◆ Obiettivo indicato A: Indica se ciascuna affermazione concorda con il brano sulla fotografia digitale, rispondendo sì o no e citando le parole decisive: (i) chi scrive consiglia ai principianti di lasciare all'elettronica l'intera gestione dello scatto; (ii) negli ultimi due anni chi scrive ha realizzato una trentina di stampe; (iii) chi scrive ha scartato circa il 10% di quanto presente sui negativi.

◆ Brano da leggere:
════════════════

Da molti sento dire che con l’esplosione del digitale si scatta "a raffica", ci si vanta di aver prodotto centinaia di foto come se quantità facesse pari con qualità... A chi inizia a fotografare (anche e, sopratutto a chi opera con il digitale) vorrei consigliare di pensare con il proprio cervello, di non affidare totalmente all’elettronica la gestione dello scatto, di lavorare come se si stesse operando con una strumentazione analogica. Chiudo l’argomento con un dato personale: negli ultimi due anni ho realizzato, pur uscendo spesso a caccia d’immagini, una trentina di stampe scartando circa il 10% di quanto presente sui negativi.

════════════════

◆ Record mostrati:
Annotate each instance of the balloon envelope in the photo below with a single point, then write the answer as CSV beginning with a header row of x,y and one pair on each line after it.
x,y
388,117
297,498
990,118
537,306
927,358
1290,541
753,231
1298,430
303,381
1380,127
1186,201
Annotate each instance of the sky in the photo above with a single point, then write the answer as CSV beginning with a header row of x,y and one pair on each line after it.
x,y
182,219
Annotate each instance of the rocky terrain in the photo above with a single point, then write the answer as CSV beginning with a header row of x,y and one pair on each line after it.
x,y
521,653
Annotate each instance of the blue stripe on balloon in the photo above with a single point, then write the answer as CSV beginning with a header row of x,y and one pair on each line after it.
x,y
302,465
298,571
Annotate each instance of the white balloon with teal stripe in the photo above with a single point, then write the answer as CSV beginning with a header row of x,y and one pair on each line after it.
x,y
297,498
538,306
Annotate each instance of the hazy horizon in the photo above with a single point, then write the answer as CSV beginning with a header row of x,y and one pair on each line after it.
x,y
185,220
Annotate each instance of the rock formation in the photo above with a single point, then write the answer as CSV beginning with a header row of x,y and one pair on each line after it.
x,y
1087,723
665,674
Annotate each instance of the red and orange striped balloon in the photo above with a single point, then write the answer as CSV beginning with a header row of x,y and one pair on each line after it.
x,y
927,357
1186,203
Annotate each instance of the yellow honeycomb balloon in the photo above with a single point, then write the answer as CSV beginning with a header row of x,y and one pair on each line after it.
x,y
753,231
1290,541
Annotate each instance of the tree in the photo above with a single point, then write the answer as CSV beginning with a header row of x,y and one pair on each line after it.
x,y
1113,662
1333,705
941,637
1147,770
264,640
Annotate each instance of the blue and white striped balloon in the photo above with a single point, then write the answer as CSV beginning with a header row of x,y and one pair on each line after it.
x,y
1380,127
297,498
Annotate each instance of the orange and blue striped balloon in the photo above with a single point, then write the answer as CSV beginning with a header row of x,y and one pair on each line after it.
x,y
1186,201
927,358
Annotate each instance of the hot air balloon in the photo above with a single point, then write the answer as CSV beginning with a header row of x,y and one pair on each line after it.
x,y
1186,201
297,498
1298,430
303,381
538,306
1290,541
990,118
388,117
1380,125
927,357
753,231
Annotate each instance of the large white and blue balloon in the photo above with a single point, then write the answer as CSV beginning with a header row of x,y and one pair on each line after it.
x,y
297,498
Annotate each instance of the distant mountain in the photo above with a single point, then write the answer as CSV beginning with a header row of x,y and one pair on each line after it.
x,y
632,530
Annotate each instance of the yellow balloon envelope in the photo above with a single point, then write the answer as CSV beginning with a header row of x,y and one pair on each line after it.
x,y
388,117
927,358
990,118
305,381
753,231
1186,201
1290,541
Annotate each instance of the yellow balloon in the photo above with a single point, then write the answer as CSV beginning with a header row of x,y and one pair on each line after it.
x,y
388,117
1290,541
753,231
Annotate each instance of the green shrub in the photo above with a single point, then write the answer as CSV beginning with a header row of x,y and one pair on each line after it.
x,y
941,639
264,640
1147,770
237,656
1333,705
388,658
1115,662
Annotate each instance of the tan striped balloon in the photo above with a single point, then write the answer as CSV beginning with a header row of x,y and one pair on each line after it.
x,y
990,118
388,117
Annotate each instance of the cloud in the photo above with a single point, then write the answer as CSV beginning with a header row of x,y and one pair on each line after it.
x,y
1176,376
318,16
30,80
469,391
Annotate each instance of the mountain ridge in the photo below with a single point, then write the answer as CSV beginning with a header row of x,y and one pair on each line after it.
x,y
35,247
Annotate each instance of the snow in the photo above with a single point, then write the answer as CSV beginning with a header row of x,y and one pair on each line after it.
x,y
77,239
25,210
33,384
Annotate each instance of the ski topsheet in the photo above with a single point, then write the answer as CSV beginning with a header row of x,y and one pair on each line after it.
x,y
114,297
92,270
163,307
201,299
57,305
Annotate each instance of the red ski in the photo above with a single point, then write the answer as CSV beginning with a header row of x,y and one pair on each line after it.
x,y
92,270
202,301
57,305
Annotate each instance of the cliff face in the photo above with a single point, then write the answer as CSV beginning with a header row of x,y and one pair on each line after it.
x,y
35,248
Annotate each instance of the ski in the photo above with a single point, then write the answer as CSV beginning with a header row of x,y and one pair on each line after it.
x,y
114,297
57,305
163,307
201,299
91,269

════════════════

◆ Obiettivo indicato B: Restituisci, copiandola senza modifiche, ogni riga dei record qui sopra che contiene la stringa "large".

◆ Soluzione svolta A:
(i) No: "di non affidare totalmente all’elettronica la gestione dello scatto".
(ii) Sì: "negli ultimi due anni ho realizzato, pur uscendo spesso a caccia d’immagini, una trentina di stampe".
(iii) Sì: "scartando circa il 10% di quanto presente sui negativi".

◆ Soluzione svolta B:
Annotate each instance of the large white and blue balloon in the photo above with a single point, then write the answer as CSV beginning with a header row of x,y and one pair on each line after it.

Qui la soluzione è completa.